Input material Block Start

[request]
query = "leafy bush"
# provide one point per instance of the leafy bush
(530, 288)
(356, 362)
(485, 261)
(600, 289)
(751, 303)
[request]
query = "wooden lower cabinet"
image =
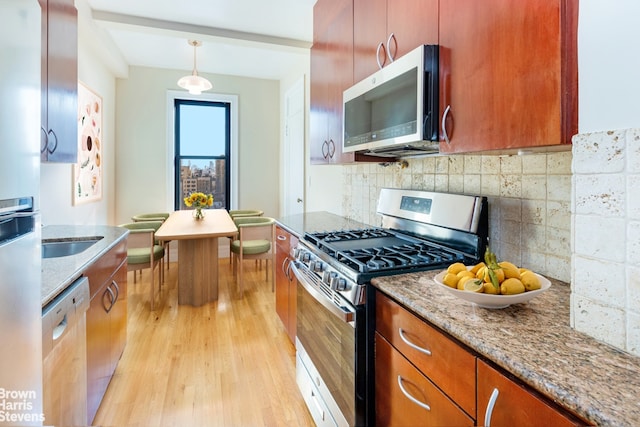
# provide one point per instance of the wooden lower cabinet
(405, 397)
(448, 365)
(286, 283)
(511, 404)
(106, 324)
(455, 383)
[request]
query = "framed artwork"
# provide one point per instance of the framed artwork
(87, 173)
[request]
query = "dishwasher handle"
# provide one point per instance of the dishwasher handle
(63, 312)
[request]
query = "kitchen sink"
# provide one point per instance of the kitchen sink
(55, 248)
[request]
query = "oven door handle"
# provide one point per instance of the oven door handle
(346, 315)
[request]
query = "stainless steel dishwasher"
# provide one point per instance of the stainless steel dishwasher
(64, 353)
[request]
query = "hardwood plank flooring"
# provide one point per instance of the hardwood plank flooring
(227, 363)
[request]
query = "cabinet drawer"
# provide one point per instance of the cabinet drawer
(402, 393)
(447, 364)
(103, 268)
(514, 405)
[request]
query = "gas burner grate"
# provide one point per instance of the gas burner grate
(397, 257)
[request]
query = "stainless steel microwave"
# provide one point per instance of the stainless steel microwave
(394, 112)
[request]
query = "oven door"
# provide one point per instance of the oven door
(326, 341)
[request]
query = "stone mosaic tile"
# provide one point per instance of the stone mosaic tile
(600, 194)
(600, 152)
(600, 281)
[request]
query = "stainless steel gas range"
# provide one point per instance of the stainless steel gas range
(335, 317)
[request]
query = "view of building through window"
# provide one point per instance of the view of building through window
(202, 151)
(205, 177)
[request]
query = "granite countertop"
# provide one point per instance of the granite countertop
(58, 273)
(316, 222)
(535, 343)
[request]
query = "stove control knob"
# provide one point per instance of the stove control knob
(338, 283)
(326, 277)
(304, 256)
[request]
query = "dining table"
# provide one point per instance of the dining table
(197, 252)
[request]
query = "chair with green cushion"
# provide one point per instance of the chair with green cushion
(236, 213)
(155, 216)
(255, 240)
(239, 213)
(144, 252)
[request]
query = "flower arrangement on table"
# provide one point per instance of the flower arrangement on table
(198, 201)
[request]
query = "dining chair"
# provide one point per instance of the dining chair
(156, 216)
(239, 213)
(255, 240)
(144, 252)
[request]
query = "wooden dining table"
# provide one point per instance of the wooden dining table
(197, 252)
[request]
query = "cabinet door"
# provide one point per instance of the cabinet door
(282, 281)
(60, 110)
(331, 74)
(118, 316)
(513, 405)
(399, 25)
(447, 364)
(98, 350)
(285, 282)
(369, 31)
(507, 73)
(405, 397)
(413, 23)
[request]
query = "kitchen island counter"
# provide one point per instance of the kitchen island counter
(316, 222)
(535, 343)
(58, 273)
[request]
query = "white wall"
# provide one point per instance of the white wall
(609, 65)
(56, 179)
(142, 141)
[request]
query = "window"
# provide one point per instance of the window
(202, 151)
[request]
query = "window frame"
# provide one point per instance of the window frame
(232, 100)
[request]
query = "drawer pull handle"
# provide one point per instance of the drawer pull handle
(412, 345)
(411, 398)
(490, 405)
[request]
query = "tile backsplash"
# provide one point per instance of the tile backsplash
(529, 200)
(605, 278)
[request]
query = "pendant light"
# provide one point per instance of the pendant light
(193, 82)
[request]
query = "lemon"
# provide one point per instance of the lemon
(473, 285)
(456, 267)
(499, 272)
(488, 288)
(450, 280)
(510, 270)
(530, 281)
(477, 267)
(465, 273)
(464, 280)
(511, 287)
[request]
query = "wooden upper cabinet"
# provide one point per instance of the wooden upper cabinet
(59, 134)
(510, 404)
(331, 74)
(394, 27)
(508, 74)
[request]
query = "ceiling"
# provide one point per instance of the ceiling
(253, 38)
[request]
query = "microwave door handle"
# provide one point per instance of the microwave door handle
(444, 124)
(380, 64)
(346, 316)
(391, 57)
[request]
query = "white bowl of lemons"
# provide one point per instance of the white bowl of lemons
(474, 284)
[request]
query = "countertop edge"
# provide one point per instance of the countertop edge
(59, 273)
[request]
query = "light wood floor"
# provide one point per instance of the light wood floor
(228, 363)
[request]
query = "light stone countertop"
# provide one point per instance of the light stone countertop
(534, 342)
(58, 273)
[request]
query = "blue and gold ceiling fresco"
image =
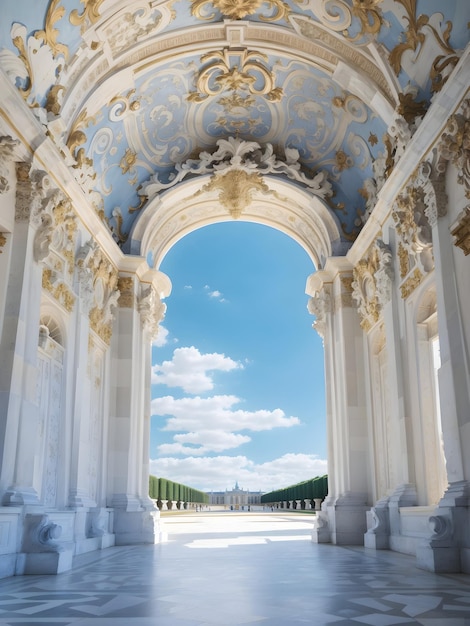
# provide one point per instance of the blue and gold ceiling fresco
(133, 88)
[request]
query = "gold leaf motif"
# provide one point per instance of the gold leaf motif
(234, 101)
(123, 104)
(404, 259)
(126, 287)
(410, 109)
(128, 161)
(342, 160)
(415, 37)
(411, 283)
(91, 13)
(77, 137)
(461, 231)
(238, 9)
(61, 293)
(370, 16)
(220, 74)
(389, 160)
(20, 46)
(52, 101)
(142, 201)
(49, 34)
(236, 189)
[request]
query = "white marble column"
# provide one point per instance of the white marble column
(140, 310)
(18, 350)
(79, 489)
(346, 504)
(448, 549)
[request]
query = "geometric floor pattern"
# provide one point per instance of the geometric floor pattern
(238, 569)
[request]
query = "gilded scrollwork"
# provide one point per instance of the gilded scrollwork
(321, 306)
(91, 14)
(49, 35)
(373, 277)
(60, 291)
(77, 136)
(222, 74)
(455, 144)
(126, 290)
(460, 230)
(236, 188)
(57, 231)
(414, 239)
(105, 288)
(151, 309)
(7, 153)
(419, 28)
(364, 17)
(240, 9)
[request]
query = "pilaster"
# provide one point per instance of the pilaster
(448, 548)
(139, 312)
(18, 349)
(343, 515)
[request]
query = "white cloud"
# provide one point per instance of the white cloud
(162, 337)
(215, 293)
(189, 369)
(222, 472)
(217, 414)
(203, 442)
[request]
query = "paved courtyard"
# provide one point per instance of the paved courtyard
(234, 569)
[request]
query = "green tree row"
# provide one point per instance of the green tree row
(161, 489)
(308, 489)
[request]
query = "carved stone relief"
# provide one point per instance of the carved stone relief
(373, 277)
(105, 288)
(414, 239)
(152, 310)
(320, 305)
(32, 185)
(461, 231)
(7, 150)
(455, 144)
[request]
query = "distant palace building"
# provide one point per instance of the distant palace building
(236, 498)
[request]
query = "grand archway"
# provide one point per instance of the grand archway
(125, 125)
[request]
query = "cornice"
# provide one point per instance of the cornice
(445, 103)
(89, 76)
(36, 147)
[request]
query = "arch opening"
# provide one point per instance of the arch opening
(240, 395)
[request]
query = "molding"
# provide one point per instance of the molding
(446, 102)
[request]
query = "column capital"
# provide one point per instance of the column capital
(454, 145)
(7, 154)
(372, 285)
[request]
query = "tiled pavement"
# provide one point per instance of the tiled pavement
(233, 569)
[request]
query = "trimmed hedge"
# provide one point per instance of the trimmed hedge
(164, 489)
(308, 489)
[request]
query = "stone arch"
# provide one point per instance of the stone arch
(288, 208)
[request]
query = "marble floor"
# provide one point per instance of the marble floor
(234, 569)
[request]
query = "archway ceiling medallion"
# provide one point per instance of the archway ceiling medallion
(136, 109)
(136, 137)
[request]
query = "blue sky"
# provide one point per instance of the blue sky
(238, 381)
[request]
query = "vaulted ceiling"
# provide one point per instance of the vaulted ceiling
(132, 91)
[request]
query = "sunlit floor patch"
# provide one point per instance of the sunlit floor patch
(243, 541)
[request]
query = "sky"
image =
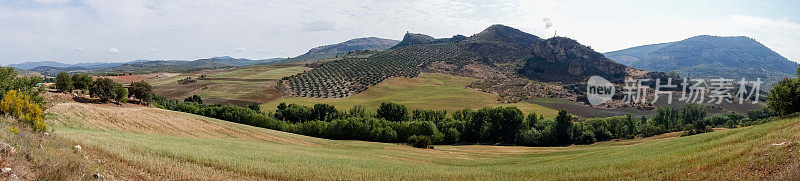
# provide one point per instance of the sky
(74, 31)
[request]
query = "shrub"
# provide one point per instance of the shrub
(419, 141)
(142, 91)
(294, 113)
(194, 98)
(529, 137)
(20, 106)
(324, 112)
(784, 97)
(64, 83)
(106, 89)
(393, 112)
(563, 128)
(451, 135)
(358, 111)
(81, 81)
(383, 134)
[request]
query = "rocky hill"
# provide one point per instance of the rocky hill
(710, 56)
(329, 51)
(512, 63)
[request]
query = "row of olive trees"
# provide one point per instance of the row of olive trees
(104, 88)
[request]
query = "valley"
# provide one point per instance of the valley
(399, 90)
(193, 147)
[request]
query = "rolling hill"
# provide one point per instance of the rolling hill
(184, 66)
(507, 61)
(132, 142)
(333, 50)
(709, 56)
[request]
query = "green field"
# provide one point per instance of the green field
(428, 91)
(239, 86)
(171, 145)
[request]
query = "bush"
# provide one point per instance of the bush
(529, 137)
(142, 91)
(563, 127)
(393, 112)
(106, 89)
(358, 111)
(784, 97)
(20, 106)
(81, 81)
(64, 83)
(419, 141)
(383, 134)
(194, 98)
(451, 135)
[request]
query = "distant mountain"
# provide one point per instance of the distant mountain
(330, 51)
(52, 64)
(146, 66)
(414, 39)
(96, 65)
(53, 71)
(31, 65)
(709, 56)
(514, 64)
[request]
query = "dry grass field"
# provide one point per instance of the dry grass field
(427, 91)
(240, 86)
(134, 142)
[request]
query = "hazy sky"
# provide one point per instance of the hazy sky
(73, 31)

Input material Block End

▸ **What to work on**: The answer consists only of the lines from the one containing "# provide one point per instance of the shrub" to the end of the records, each written out exactly.

▸ **Answer**:
# provide one point per instance of the shrub
(419, 141)
(142, 91)
(294, 113)
(194, 98)
(529, 137)
(20, 106)
(324, 112)
(784, 97)
(64, 83)
(106, 89)
(393, 112)
(563, 128)
(451, 135)
(358, 111)
(81, 81)
(383, 134)
[request]
query = "rocky hill"
# provide one point per instance of the rocky hill
(710, 56)
(329, 51)
(512, 63)
[request]
query = "row of olive trees"
# provide one point per instance of the row of olive trees
(104, 88)
[request]
query = "valley"
# provide one point per instance of the valley
(399, 90)
(193, 147)
[request]
query = "rolling hill"
# provide one point per instance of the rolling hill
(184, 66)
(507, 61)
(132, 142)
(333, 50)
(709, 56)
[request]
query = "green field"
# provide one point per instance of the green field
(428, 91)
(239, 86)
(171, 145)
[request]
query = "bush"
# provide one point per instance of the bush
(529, 137)
(142, 91)
(563, 127)
(393, 112)
(106, 89)
(358, 111)
(784, 97)
(20, 106)
(81, 81)
(64, 83)
(419, 141)
(383, 134)
(194, 98)
(451, 135)
[request]
query = "distant mountain"
# provide one point per instance of the distant mountain
(330, 51)
(52, 64)
(146, 66)
(414, 39)
(96, 65)
(53, 71)
(31, 65)
(709, 56)
(514, 64)
[request]
query = "dry grass field"
# provide one point per instance of the dry grass field
(427, 91)
(240, 86)
(134, 142)
[request]
query = "hazy sky"
# provide one point per instance of the hazy sky
(73, 31)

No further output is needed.